Task instructions => Render the data below as a Markdown table with the columns "No." and "Line": number each line in order in the first column and put the line itself in the second, leaving out blank lines.

Collected data:
--------------------------------

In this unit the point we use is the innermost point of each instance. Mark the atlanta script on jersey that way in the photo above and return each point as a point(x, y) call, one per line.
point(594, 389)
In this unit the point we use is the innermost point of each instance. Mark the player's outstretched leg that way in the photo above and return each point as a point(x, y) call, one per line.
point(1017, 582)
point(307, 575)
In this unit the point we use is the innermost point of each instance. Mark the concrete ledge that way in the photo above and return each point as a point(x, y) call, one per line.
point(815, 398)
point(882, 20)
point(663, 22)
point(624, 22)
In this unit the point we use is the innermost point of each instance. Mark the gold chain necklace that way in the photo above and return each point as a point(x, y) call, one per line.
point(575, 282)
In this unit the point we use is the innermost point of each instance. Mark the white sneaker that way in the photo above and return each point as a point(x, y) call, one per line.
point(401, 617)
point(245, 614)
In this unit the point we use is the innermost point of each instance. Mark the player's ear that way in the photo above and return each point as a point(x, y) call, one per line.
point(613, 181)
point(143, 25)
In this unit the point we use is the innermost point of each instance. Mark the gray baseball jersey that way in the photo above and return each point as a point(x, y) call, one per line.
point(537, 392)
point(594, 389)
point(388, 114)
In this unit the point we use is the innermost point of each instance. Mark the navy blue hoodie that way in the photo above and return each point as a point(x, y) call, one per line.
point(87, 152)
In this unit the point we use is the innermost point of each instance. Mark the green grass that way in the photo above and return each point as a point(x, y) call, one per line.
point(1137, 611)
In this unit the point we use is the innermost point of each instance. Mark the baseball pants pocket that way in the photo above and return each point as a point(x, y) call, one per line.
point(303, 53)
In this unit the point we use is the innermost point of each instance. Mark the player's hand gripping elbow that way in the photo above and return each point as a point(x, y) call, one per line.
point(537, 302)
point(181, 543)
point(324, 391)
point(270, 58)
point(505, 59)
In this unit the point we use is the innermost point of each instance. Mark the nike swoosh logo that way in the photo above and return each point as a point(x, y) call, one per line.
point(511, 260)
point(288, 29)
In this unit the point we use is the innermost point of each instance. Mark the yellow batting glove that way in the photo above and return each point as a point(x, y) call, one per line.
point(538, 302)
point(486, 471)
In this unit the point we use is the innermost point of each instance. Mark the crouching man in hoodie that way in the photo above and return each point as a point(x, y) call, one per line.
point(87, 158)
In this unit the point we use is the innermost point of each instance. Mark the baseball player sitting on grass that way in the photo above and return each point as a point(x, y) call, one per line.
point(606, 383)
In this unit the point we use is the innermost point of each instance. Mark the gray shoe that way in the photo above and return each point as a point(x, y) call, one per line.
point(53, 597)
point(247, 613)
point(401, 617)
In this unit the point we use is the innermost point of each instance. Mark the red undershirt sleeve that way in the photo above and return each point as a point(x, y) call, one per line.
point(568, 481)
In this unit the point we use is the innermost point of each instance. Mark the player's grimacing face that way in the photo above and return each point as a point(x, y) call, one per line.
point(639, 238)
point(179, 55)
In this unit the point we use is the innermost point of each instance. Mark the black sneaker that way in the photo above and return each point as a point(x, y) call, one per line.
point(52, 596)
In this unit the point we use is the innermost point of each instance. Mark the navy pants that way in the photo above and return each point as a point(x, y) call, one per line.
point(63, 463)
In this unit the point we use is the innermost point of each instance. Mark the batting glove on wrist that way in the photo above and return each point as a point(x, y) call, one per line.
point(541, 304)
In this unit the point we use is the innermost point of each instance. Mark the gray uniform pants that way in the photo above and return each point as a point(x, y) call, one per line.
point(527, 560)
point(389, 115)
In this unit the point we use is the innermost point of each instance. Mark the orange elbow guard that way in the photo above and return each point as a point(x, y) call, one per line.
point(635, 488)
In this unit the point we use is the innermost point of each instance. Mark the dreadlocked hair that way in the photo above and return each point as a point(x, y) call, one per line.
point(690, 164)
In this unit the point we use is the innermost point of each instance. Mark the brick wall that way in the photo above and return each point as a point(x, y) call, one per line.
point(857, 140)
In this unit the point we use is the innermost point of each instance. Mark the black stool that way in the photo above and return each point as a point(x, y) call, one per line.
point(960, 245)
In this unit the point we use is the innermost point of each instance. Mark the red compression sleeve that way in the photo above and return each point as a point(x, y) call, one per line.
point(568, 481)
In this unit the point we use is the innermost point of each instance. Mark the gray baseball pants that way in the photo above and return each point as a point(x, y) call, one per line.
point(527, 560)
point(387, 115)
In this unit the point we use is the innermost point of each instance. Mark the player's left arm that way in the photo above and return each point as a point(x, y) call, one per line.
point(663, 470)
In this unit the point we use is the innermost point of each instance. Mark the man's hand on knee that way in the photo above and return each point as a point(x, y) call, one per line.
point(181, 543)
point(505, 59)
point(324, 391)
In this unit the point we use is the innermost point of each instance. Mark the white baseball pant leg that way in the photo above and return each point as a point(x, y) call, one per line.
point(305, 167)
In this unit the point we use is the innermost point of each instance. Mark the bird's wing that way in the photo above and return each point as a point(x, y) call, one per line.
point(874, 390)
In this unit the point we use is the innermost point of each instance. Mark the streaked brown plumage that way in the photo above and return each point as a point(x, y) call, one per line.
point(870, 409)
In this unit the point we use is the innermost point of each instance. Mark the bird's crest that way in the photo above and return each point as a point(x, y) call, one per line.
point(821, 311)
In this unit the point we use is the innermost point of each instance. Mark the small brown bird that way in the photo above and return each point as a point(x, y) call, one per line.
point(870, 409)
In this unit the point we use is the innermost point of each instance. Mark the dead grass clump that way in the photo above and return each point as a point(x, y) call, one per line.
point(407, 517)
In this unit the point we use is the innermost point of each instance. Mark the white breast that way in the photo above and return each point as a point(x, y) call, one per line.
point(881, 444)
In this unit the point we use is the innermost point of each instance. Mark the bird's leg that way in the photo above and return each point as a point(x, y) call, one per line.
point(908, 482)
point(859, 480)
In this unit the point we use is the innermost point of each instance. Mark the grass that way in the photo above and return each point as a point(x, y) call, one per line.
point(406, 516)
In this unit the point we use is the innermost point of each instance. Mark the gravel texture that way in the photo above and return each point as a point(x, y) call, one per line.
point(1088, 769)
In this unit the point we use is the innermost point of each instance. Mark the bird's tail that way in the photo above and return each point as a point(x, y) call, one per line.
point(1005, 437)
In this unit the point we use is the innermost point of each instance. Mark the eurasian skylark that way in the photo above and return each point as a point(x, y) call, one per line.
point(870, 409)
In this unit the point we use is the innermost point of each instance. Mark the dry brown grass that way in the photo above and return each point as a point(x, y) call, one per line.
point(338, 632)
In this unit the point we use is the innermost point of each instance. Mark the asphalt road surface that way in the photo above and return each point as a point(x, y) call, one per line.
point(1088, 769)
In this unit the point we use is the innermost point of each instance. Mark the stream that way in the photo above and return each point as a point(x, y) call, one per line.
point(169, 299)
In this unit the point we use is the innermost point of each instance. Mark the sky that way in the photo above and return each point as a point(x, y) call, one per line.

--------------------------------

Solution to this task =>
| No. | Line |
|---|---|
| 1 | In this unit the point we use is the innermost point of each instance. Mark the atlanta script on jersey that way in the photo above and return each point as a point(x, y) call, one per line. |
| 2 | point(594, 389) |
| 3 | In this unit the point we use is the innermost point of each instance. Mark the player's outstretched leg that way in the photo above and return each point as a point(x, y) call, one per line. |
| 4 | point(1017, 582) |
| 5 | point(307, 575) |
| 6 | In this unit the point we use is the innermost point of each instance. Mark the concrete ledge that way in the photo above and return each point as a point(x, y) call, one per line. |
| 7 | point(815, 398) |
| 8 | point(882, 20) |
| 9 | point(663, 22) |
| 10 | point(624, 22) |
| 11 | In this unit the point we use is the innermost point of each instance. Mark the gold chain necklace that way in the photo above and return each point as a point(x, y) call, one per line. |
| 12 | point(575, 282) |
| 13 | In this unit the point we use is the innermost point of each instance. Mark the white sneaker that way in the photo above and return each point as a point(x, y) call, one per line. |
| 14 | point(401, 617) |
| 15 | point(245, 614) |
| 16 | In this unit the point we use is the innermost point of each instance. Mark the player's ear that way in the photo above and return each point as a point(x, y) call, one per line. |
| 17 | point(613, 181) |
| 18 | point(143, 25) |
| 19 | In this unit the point we use is the innermost point of each instance. Mark the gray baseball jersey that way in the photo above and return each point as a point(x, y) call, one per line. |
| 20 | point(537, 392) |
| 21 | point(594, 389) |
| 22 | point(388, 114) |
| 23 | In this unit the point we use is the innermost point of each instance. Mark the navy blue hoodie that way in the photo above and return each point as a point(x, y) call, one per line. |
| 24 | point(87, 152) |
| 25 | In this unit the point we use is the innermost point of each instance. Mark the green grass that way in the photo above and return each point as a point(x, y) call, one per line. |
| 26 | point(1137, 611) |
| 27 | In this unit the point we use is the innermost point of each instance. Mark the baseball pants pocket that way in the photo above and return each point as a point(x, y) call, one per line. |
| 28 | point(303, 53) |
| 29 | In this unit the point we use is the innermost point of each instance. Mark the player's hand gripping elbow that way in the photo above and return each point as a point(x, y) call, one per line. |
| 30 | point(537, 302) |
| 31 | point(181, 543) |
| 32 | point(324, 391) |
| 33 | point(270, 58) |
| 34 | point(505, 59) |
| 35 | In this unit the point we use is the innermost point of each instance. Mark the nike swoosh logo that way in the photo above and return each point as a point(x, y) call, one per line. |
| 36 | point(511, 260) |
| 37 | point(288, 29) |
| 38 | In this unit the point we use is the innermost point of each instance. Mark the yellow batting glove that way in the photo above and return each point as a point(x, y) call, one per line. |
| 39 | point(538, 302) |
| 40 | point(486, 471) |
| 41 | In this unit the point we use is the innermost point of each instance. Mark the crouching man in hoodie that way in the photo above and return each point as a point(x, y) call, one per line. |
| 42 | point(87, 158) |
| 43 | In this unit the point we use is the innermost point of each instance. Mark the baseball player sitting on grass that way in the photo above and return each point as a point(x, y) call, one per line. |
| 44 | point(606, 383) |
| 45 | In this unit the point we use is the innermost point of each instance. Mark the gray shoe that way in the photo above and return each point as a point(x, y) call, one per line. |
| 46 | point(53, 597) |
| 47 | point(247, 613) |
| 48 | point(401, 617) |
| 49 | In this unit the point we use is the innermost point of each instance. Mark the red undershirt sleeve that way in the photo above and return each point as a point(x, y) call, one per line. |
| 50 | point(568, 481) |
| 51 | In this unit the point we use is the innermost point of each instance. Mark the player's grimacing face that way in the photo above and return each point as a point(x, y) call, one per line. |
| 52 | point(639, 238) |
| 53 | point(179, 55) |
| 54 | In this unit the point we use is the innermost point of each instance. Mark the black sneaker that way in the photo above and return each point as a point(x, y) call, one per line. |
| 55 | point(52, 596) |
| 56 | In this unit the point we use is the innermost point of each instance. Mark the navy pants that way in the photo above and return each point as a point(x, y) call, one per line. |
| 57 | point(63, 463) |
| 58 | In this unit the point we use is the innermost point of each instance. Mark the batting glove on wrist that way in the photo above and return each point as a point(x, y) call, one per line. |
| 59 | point(541, 304) |
| 60 | In this unit the point we use is the innermost point of each instance. Mark the gray uniform pants that way in the photo above and return each point as a point(x, y) call, one per line. |
| 61 | point(527, 560) |
| 62 | point(389, 115) |
| 63 | In this unit the point we use is the innermost point of each instance. Mark the orange elbow guard that way in the photo above and return each point as a point(x, y) call, one per line. |
| 64 | point(635, 488) |
| 65 | In this unit the point we use is the innermost point of each instance. Mark the dreadlocked hair that way in the photo above and return each point as a point(x, y) call, one per line. |
| 66 | point(690, 164) |
| 67 | In this unit the point we use is the innermost point of each instance. Mark the brick wall that way in the photo above and return each point as a point(x, y) call, one per line. |
| 68 | point(857, 140) |
| 69 | In this unit the point we use is the innermost point of each instance. Mark the black stool that way in the photo above and return each point as a point(x, y) call, one per line. |
| 70 | point(960, 245) |
| 71 | In this unit the point we use is the innermost point of each instance. Mark the red compression sleeve that way in the photo above and return each point as a point(x, y) call, one per line. |
| 72 | point(568, 481) |
| 73 | In this unit the point we use is the innermost point of each instance. Mark the gray baseball pants that way in the photo above and return each point as a point(x, y) call, one per line. |
| 74 | point(527, 560) |
| 75 | point(387, 115) |
| 76 | In this unit the point we use is the innermost point of each instance. Mark the player's left arm that way in the photo above and return each point as a point(x, y) call, one per line. |
| 77 | point(663, 470) |
| 78 | In this unit the point we use is the innermost point of each instance. Mark the man's hand on knee that way in the photo above and return each point as a point(x, y) call, one per line. |
| 79 | point(181, 543) |
| 80 | point(505, 59) |
| 81 | point(324, 391) |
| 82 | In this unit the point we use is the innermost point of each instance. Mark the white baseball pant leg that way in the photo above and return each point as a point(x, y) call, one per line. |
| 83 | point(305, 167) |
| 84 | In this unit the point we use is the innermost point of each instance. Mark the bird's wing that way in the photo above and return each point as a point(x, y) call, one per line. |
| 85 | point(874, 390) |
| 86 | In this unit the point we use is the innermost point of each instance. Mark the streaked brown plumage that way in the photo above and return each point as a point(x, y) call, one per line. |
| 87 | point(870, 409) |
| 88 | In this unit the point we use is the innermost point of each instance. Mark the bird's crest that way in the photo above and return each point as a point(x, y) call, one per line. |
| 89 | point(821, 311) |
| 90 | In this unit the point we use is the innermost point of each instance. Mark the small brown bird that way in the photo above and return each point as a point(x, y) call, one per line. |
| 91 | point(870, 409) |
| 92 | In this unit the point we use is the innermost point of each instance. Mark the dead grass clump that way in the photo above and return each point as a point(x, y) call, one per line. |
| 93 | point(407, 517) |
| 94 | In this unit the point we use is the innermost point of each instance. Mark the white breast that way in the photo above and return each point as a point(x, y) call, one per line. |
| 95 | point(881, 444) |
| 96 | In this unit the point we use is the innermost point of each instance. Mark the bird's leg that way in the photo above and return each point as a point(x, y) call, one per line. |
| 97 | point(908, 482) |
| 98 | point(859, 480) |
| 99 | In this unit the point we use is the innermost point of each instance. Mark the grass that way in the photo above and return each point as a point(x, y) call, one per line. |
| 100 | point(406, 516) |
| 101 | In this unit the point we use is the innermost point of each instance. Mark the gravel texture that way in the photo above and return each point as a point(x, y) call, one per line. |
| 102 | point(1088, 769) |
| 103 | In this unit the point we use is the innermost point of each instance. Mark the bird's tail that way in the photo above and return each point as a point(x, y) call, one per line. |
| 104 | point(1005, 437) |
| 105 | In this unit the point we use is the innermost point of each instance. Mark the eurasian skylark that way in the photo above and return each point as a point(x, y) call, one per line. |
| 106 | point(870, 409) |
| 107 | In this unit the point we use is the innermost point of each instance. Mark the dry brown grass that way in the photo above and return each point as a point(x, y) call, one per line. |
| 108 | point(338, 632) |
| 109 | In this unit the point we use is the innermost point of each instance. Mark the asphalt road surface that way in the photo above and return each point as a point(x, y) call, one per line. |
| 110 | point(1088, 769) |
| 111 | In this unit the point we use is the innermost point of each instance. Mark the stream that way in the photo above and return each point as a point(x, y) call, one per line. |
| 112 | point(169, 299) |
| 113 | In this unit the point we use is the innermost point of each instance. Mark the sky that way in the photo above and return each point as a point(x, y) call, one per line. |